**** Records shown

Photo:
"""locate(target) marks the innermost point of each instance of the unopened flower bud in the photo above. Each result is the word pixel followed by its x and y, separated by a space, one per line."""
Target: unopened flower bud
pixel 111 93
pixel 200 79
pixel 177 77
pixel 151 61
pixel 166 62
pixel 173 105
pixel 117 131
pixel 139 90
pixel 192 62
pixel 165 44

********

*What to work on*:
Express every line of the items above as a Markdown table with the columns Row and Line, numbering each row and omitting blank lines.

*Task answer*:
| Row | Line |
|---|---|
| 1 | Photo: |
| 2 | """locate(target) marks the innermost point of each instance of the unopened flower bud in the photo above. Each result is the word pixel followed by its x and y, separated by a space, one per line.""" |
| 3 | Target: unopened flower bud |
| 4 | pixel 111 93 |
| 5 | pixel 200 79 |
| 6 | pixel 177 77 |
| 7 | pixel 151 61 |
| 8 | pixel 166 62 |
| 9 | pixel 173 105 |
| 10 | pixel 117 131 |
| 11 | pixel 139 90 |
| 12 | pixel 192 62 |
| 13 | pixel 165 44 |